### What is required
Only the lines from the one containing "Could you please pick out the ocean water" through the end of the entries should be repeated, exactly as they appear, first and last included.

### Extracted information

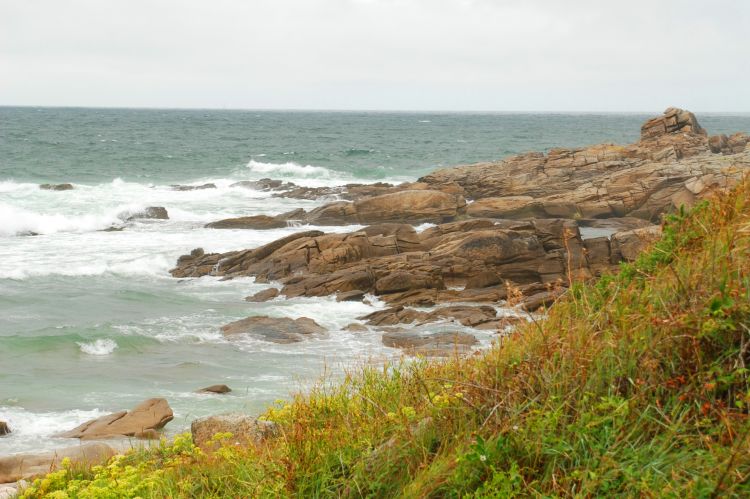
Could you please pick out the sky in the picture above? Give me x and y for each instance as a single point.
(481, 55)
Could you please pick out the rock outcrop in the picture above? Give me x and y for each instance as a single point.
(27, 466)
(147, 417)
(243, 429)
(275, 330)
(440, 344)
(152, 213)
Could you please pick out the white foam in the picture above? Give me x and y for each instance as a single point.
(36, 430)
(19, 221)
(98, 347)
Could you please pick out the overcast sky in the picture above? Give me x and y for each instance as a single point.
(502, 55)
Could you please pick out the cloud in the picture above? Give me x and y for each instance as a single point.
(377, 54)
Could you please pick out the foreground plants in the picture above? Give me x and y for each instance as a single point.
(635, 386)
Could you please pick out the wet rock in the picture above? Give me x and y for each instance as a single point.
(258, 222)
(264, 295)
(56, 187)
(218, 389)
(438, 344)
(244, 429)
(353, 295)
(27, 466)
(541, 299)
(356, 328)
(152, 212)
(484, 280)
(275, 330)
(264, 184)
(151, 414)
(193, 187)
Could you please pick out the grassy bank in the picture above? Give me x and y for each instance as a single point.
(636, 385)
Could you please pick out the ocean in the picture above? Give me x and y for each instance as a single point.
(91, 321)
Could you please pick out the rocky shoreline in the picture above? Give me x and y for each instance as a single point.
(516, 231)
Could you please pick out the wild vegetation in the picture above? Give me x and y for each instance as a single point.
(636, 385)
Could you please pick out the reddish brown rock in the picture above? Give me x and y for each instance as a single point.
(151, 414)
(28, 466)
(264, 295)
(243, 429)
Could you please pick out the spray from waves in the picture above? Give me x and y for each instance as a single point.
(98, 347)
(19, 221)
(290, 170)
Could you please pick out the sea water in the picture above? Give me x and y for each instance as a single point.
(91, 321)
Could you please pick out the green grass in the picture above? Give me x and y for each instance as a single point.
(636, 385)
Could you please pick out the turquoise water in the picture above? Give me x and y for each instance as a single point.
(91, 321)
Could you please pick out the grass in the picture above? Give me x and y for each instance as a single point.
(636, 385)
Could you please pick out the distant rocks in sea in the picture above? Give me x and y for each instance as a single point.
(150, 213)
(28, 466)
(244, 429)
(56, 187)
(217, 389)
(143, 421)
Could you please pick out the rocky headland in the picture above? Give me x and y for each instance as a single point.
(515, 232)
(508, 231)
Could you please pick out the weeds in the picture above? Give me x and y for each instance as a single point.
(634, 386)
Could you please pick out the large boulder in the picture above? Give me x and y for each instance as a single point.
(244, 429)
(144, 419)
(27, 466)
(217, 389)
(672, 121)
(273, 329)
(410, 206)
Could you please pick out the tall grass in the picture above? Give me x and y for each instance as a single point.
(636, 385)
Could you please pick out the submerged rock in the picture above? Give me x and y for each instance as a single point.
(275, 330)
(56, 187)
(27, 466)
(243, 428)
(264, 184)
(193, 187)
(218, 389)
(151, 414)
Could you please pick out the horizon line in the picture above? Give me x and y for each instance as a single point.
(354, 110)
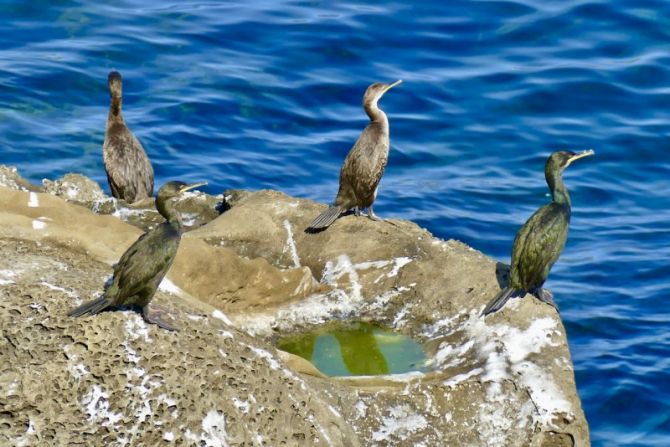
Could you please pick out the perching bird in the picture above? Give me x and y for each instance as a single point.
(128, 168)
(363, 168)
(142, 267)
(540, 241)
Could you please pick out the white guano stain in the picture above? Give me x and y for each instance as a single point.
(290, 244)
(33, 200)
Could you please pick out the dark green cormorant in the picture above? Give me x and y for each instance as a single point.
(540, 241)
(128, 168)
(363, 168)
(142, 267)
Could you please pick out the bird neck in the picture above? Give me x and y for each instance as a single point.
(376, 114)
(115, 115)
(559, 192)
(168, 210)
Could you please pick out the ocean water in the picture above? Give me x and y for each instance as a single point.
(266, 94)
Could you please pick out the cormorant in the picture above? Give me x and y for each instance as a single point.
(363, 168)
(540, 241)
(142, 267)
(128, 168)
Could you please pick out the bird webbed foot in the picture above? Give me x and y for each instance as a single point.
(152, 315)
(546, 297)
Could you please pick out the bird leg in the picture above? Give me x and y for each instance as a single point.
(152, 315)
(545, 296)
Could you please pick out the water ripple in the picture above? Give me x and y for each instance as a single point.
(268, 93)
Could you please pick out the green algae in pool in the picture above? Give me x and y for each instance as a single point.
(358, 349)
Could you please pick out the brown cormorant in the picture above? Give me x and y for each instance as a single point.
(128, 168)
(540, 241)
(142, 267)
(363, 168)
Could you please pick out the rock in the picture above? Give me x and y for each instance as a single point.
(506, 380)
(10, 178)
(75, 188)
(197, 208)
(112, 380)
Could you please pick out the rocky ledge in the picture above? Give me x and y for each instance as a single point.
(244, 275)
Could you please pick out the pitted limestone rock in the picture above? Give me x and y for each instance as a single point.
(110, 379)
(503, 381)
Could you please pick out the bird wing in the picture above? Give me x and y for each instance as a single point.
(128, 168)
(364, 166)
(150, 256)
(537, 246)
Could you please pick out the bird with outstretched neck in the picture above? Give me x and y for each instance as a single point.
(143, 266)
(540, 241)
(363, 168)
(129, 171)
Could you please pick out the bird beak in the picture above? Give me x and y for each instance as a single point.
(189, 187)
(390, 86)
(582, 154)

### Task response
Could you please pick out the ocean water in the picture above? Give me x and y for each instance as a single point.
(266, 94)
Could you please pick out the cormorant in the picture above? Give me x and y for each instance as a single point.
(363, 168)
(540, 241)
(142, 267)
(128, 168)
Could you please pick out the bird webbed foot in the picture above? Give me x and y for each instance as a single point.
(152, 315)
(546, 297)
Could you please pick out the bird leg in the picture above? Give me x and y for each instance as a single point.
(152, 315)
(545, 296)
Could you please pick out the water ripple in the picture above? Give me x and y for each instance as a single point.
(268, 93)
Could you please pick out the green algae in pool in the picture above? Give me x and y for each instance as a single point.
(358, 349)
Could you please pick out the brown cormorant in the picture above? Give me x and y for each instance as a single point.
(128, 168)
(540, 241)
(142, 267)
(363, 168)
Could you please pick out the rock in the picture above? Give me x and y for each instance as a single point.
(506, 380)
(10, 178)
(75, 188)
(197, 208)
(112, 380)
Could you please pick out the rocky ledge in the picture above? Give me x and y for each instance as a single point.
(244, 275)
Could you please pick out the pitted limestone rock in the picture above? Give me x and y for each instance as a single point.
(110, 379)
(503, 381)
Could you please pick out the bird wing in the picture above? Give me x and y for each instance as a single point.
(128, 168)
(364, 166)
(150, 256)
(537, 246)
Could you please pick out the bird with outstretched neck in the picture above? Give me x and y for each instance as a single point.
(143, 266)
(540, 241)
(363, 168)
(129, 171)
Could you please pick out the bird beak in the picture above? Give me x and y for each instance as a single point.
(189, 187)
(390, 86)
(582, 154)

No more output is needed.